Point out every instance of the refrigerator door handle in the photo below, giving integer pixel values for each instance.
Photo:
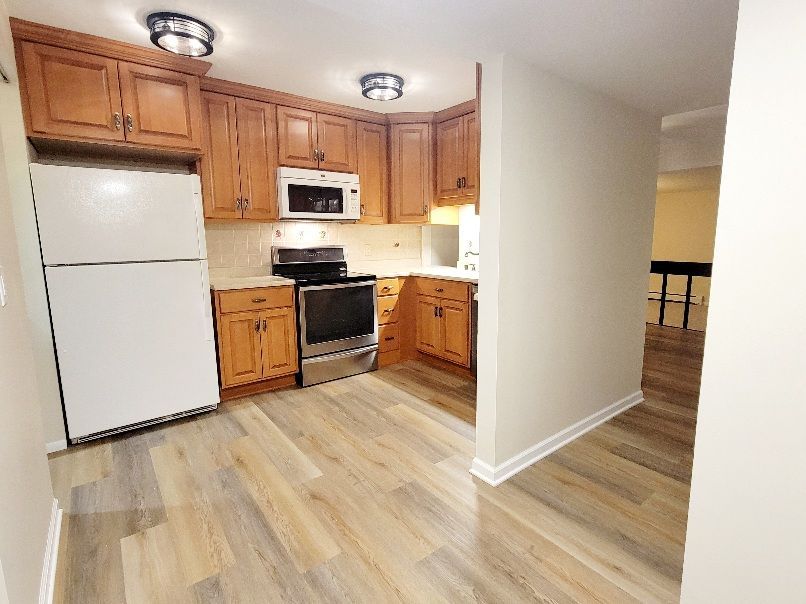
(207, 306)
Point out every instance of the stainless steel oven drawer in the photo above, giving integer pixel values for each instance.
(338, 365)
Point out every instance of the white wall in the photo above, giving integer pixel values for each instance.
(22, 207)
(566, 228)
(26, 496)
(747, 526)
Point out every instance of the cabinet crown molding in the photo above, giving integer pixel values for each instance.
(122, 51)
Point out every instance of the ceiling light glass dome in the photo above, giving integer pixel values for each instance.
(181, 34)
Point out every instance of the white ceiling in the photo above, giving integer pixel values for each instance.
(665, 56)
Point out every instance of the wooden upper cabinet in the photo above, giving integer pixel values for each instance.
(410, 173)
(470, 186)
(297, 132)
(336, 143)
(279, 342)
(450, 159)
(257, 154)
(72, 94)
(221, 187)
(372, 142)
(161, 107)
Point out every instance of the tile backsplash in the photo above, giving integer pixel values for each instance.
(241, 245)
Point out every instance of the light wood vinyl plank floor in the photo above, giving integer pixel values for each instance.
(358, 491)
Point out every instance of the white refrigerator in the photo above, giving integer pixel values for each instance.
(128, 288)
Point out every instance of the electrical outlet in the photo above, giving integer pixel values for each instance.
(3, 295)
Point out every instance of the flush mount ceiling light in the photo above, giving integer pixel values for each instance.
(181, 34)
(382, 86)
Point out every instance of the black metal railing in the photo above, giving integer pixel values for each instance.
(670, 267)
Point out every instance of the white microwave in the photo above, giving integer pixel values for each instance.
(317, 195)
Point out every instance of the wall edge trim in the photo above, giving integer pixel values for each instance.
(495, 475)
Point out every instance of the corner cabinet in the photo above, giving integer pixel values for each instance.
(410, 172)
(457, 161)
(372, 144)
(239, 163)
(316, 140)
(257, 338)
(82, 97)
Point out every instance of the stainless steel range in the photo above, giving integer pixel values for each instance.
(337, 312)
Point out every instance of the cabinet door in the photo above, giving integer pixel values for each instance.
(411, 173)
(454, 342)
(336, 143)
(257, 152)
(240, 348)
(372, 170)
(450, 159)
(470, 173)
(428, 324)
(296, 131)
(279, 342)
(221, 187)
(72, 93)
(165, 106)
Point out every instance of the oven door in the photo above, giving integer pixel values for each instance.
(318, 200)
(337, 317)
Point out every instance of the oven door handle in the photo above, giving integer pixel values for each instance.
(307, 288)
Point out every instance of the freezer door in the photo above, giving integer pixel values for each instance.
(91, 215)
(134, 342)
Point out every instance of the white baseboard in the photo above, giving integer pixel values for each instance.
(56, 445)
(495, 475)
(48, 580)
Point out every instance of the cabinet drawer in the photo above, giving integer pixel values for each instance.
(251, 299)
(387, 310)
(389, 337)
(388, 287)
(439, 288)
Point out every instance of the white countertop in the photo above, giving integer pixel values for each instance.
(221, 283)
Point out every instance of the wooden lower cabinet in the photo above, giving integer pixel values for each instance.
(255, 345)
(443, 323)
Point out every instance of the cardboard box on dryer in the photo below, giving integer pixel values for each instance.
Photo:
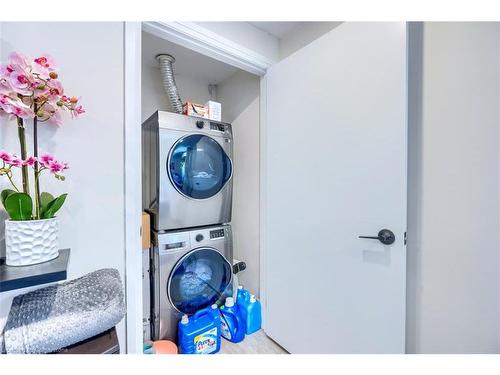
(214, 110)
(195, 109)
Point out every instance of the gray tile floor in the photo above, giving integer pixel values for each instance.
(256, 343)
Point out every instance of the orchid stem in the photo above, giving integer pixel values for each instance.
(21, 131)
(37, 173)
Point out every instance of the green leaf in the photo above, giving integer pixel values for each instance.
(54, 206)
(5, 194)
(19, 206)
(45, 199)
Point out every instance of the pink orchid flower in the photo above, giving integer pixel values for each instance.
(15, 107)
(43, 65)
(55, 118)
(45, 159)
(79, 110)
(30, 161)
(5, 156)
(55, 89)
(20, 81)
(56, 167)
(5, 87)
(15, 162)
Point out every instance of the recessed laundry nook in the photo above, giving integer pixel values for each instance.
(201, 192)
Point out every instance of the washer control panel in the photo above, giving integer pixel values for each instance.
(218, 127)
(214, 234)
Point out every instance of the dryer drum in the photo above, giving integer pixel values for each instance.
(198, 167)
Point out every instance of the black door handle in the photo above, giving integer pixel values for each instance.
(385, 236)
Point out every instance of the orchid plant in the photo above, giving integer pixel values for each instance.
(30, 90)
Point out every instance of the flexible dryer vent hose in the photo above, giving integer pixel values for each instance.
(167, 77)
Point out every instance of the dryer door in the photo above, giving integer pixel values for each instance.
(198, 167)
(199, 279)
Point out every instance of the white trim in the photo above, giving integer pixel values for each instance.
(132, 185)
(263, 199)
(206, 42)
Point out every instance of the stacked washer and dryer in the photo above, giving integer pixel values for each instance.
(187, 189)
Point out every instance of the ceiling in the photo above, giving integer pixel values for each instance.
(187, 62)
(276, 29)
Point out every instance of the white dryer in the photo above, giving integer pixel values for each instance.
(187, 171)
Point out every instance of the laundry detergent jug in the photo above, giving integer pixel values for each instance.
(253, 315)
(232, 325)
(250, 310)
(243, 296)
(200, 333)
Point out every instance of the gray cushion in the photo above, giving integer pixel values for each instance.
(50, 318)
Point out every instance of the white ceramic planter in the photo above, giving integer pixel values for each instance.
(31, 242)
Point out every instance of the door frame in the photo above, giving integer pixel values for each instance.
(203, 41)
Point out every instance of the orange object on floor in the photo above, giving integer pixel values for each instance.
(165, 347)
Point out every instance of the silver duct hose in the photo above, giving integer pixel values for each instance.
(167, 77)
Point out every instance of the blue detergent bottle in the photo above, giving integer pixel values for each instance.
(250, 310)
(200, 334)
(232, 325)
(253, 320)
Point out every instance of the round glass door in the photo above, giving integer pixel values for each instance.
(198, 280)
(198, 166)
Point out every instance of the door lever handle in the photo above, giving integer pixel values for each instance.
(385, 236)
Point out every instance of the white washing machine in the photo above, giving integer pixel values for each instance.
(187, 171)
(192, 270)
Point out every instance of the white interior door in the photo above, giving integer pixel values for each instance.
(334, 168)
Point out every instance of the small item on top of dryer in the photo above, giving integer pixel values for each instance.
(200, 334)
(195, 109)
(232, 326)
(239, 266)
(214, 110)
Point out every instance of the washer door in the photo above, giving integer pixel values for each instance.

AIM OF THE TASK
Repeat all of the records above word for word, leaving out the pictures.

TASK ANSWER
Point out every instance of the refrigerator door handle in the photo below, giving integer pixel values for each instance.
Photo:
(207, 306)
Point out every instance of the stainless steel oven drawer in the photo above, giving integer pixel values for each instance.
(338, 365)
Point out every instance of the white wall in the photo above, giving integer pixel values for each instance.
(22, 207)
(566, 228)
(26, 496)
(747, 526)
Point out every instance of the cabinet crown molding in the photo above, giving integer pixel values for each instance.
(122, 51)
Point out every instance of the ceiling light glass dome in the photo above, giving integer pixel values for each instance.
(181, 34)
Point out every instance of the white ceiling in the photo above, giving integer pixel values for each instance.
(665, 56)
Point out every instance of the wooden upper cabinet in the photo above, giving integer pixel values for each instance.
(410, 173)
(470, 186)
(297, 132)
(336, 143)
(279, 342)
(450, 159)
(257, 154)
(72, 94)
(221, 187)
(372, 142)
(161, 107)
Point out every instance of the tile backsplash in the photo above, giving integer pixel values for each instance.
(241, 245)
Point out every instance of the light wood vinyl plank floor in the photo above, giving integer pixel values for each instance.
(358, 491)
Point out every instance of the white refrigerator in the photo above, giving integer pixel values for each instance.
(128, 288)
Point out every instance of the electrical outlet in the photo above, giving integer pixel values for each instance.
(3, 295)
Point out every instance of the flush mount ceiling light in the photo above, giving integer pixel values for each instance.
(181, 34)
(382, 86)
Point out every instance of the black metal railing in the photo above, giving integer pixel values for each instance.
(670, 267)
Point out every instance of the white microwave in the photo above, giving integer pixel values for each instance.
(317, 195)
Point out every instance of the wall edge trim in the photo above, giving integer pixel values for each instance.
(495, 475)
Point out every instance of the corner cabinet in the photo above, giving integer pixel values for each instance.
(410, 172)
(457, 161)
(372, 144)
(239, 163)
(316, 140)
(257, 338)
(82, 97)
Point out every instance of the stainless steel range in the photo above, giving integer pixel values for each instance.
(337, 312)
Point out every instance of the cabinet door in the photo above, giving integer pixel values for each instance.
(411, 173)
(454, 342)
(336, 143)
(257, 152)
(240, 348)
(372, 170)
(450, 159)
(470, 173)
(428, 324)
(296, 131)
(279, 342)
(221, 187)
(72, 93)
(165, 106)
Point out every instance of the oven door in the photo above, giving integer pixel values for each instance.
(318, 200)
(337, 317)
Point out every instance of the oven door handle in the photo above, giving integer pixel values for each instance.
(307, 288)
Point out every instance of the freezer door in the photo above, giving integer pixel values for each instance.
(91, 215)
(134, 342)
Point out every instance of the white baseboard in the photo above, giving integer pixel values for each instance.
(56, 445)
(495, 475)
(48, 580)
Point out every instance of the cabinet drawer in the photo above, giving integer pixel values for each instance.
(251, 299)
(387, 310)
(389, 337)
(388, 287)
(439, 288)
Point out every instance of the white countertop in the photo above, giving integer pixel values for each instance.
(221, 283)
Point out every instance of the wooden lower cabinet in the photo above, giving integer pixel values for each instance.
(255, 345)
(443, 323)
Point out every instance of the cardboard box on dryer in the photo below, giving integer pixel values for each instance.
Photo:
(214, 110)
(195, 109)
Point out every instance of the gray tile floor in the photo above, giving integer pixel values for each instance.
(256, 343)
Point out every instance of the orchid stem in the photo above, giving integer pixel values for each instance.
(21, 131)
(37, 173)
Point out every instance of the green leaf in the photo above, giving integer pixel values for each instance.
(54, 206)
(5, 194)
(19, 206)
(45, 199)
Point out every instance of the pink orchid flower in the photo above, giving integer pixel values for each instance.
(15, 107)
(43, 65)
(55, 118)
(45, 159)
(79, 110)
(30, 161)
(5, 156)
(55, 89)
(20, 81)
(56, 167)
(5, 87)
(15, 162)
Point out every instance of the recessed laundry nook in the photo above, giving integer pixel values for each instance.
(201, 192)
Point out every instance of the washer control panel in the photo above, giving integer pixel values for each instance.
(218, 127)
(214, 234)
Point out every instance of the dryer drum in the photo above, giving integer pixel values for each instance.
(198, 167)
Point out every instance of the black door handle in the photo above, giving integer pixel values for each instance.
(385, 236)
Point out every instance of the orchid plant in the photo above, giving integer pixel values for each instance.
(30, 90)
Point out every instance of the flexible dryer vent hose in the photo above, giving integer pixel values for each instance.
(167, 77)
Point out every instance of the dryer door in the photo above, giving integer pixel values for each instance.
(198, 167)
(199, 279)
Point out every instance of the white trim in the photo above, giving integer pixel values for each instance.
(132, 185)
(263, 199)
(206, 42)
Point out every instance of the stacked washer and dryer in the photo above, giving integer pixel values for each instance.
(187, 189)
Point out every instance of the ceiling in the photo above, giving integer pixel values for each instance.
(187, 62)
(276, 29)
Point out every instance of the white dryer in the photo above, giving integer pixel values for each instance.
(187, 171)
Point out every instance of the laundry detergent jug in the photo above, giving integer pixel values for each instance.
(253, 315)
(232, 325)
(250, 310)
(243, 296)
(200, 333)
Point out every instance of the gray cushion in the photo above, giving integer pixel values for each instance.
(50, 318)
Point out every instance of the white ceramic planter in the photo above, giving integer pixel values for each instance.
(31, 242)
Point out every instance of the door frame in the photo above, giving integer pixel values for each instance.
(203, 41)
Point out every instance of the orange object on floor in the photo above, giving integer pixel values for each instance.
(165, 347)
Point out every instance of the silver duct hose in the photo above, giving integer pixel values for each instance.
(167, 77)
Point out every instance of the blue detergent bottle in the photo above, giving integer pixel values for each instance.
(250, 310)
(200, 334)
(232, 325)
(253, 320)
Point out every instance of the round glass door in the photo above, giving integer pixel values for each instance.
(198, 280)
(198, 166)
Point out every instance of the door lever handle in the photo above, giving integer pixel values for each instance.
(385, 236)
Point out every instance of the white washing machine in the photo above, giving integer pixel values for each instance.
(187, 171)
(192, 270)
Point out every instance of the white interior door in the photo above, giving integer pixel values for each instance.
(334, 168)
Point out every instance of the small item on top of dryer in the photo above, giving integer pixel values for each instance.
(200, 334)
(195, 109)
(232, 326)
(239, 266)
(214, 110)
Point out every instance of the washer door in the photo above, giving integer pixel values for each instance.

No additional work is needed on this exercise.